STATED PROBLEM
Lay out each line of the data below as a JSON list of strings, one string per line, omitting any blank lines.

DATA FOR THIS EXERCISE
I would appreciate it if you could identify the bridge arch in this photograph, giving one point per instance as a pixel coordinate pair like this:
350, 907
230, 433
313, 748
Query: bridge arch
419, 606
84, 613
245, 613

WRITTEN SOLUTION
[
  "I would appreciate it if you could identify the bridge arch in this photograph, giving one point per instance as a pixel coordinate pair like this:",
  "350, 907",
  "230, 433",
  "313, 748",
  "Query: bridge arch",
  "419, 606",
  "84, 613",
  "245, 613"
]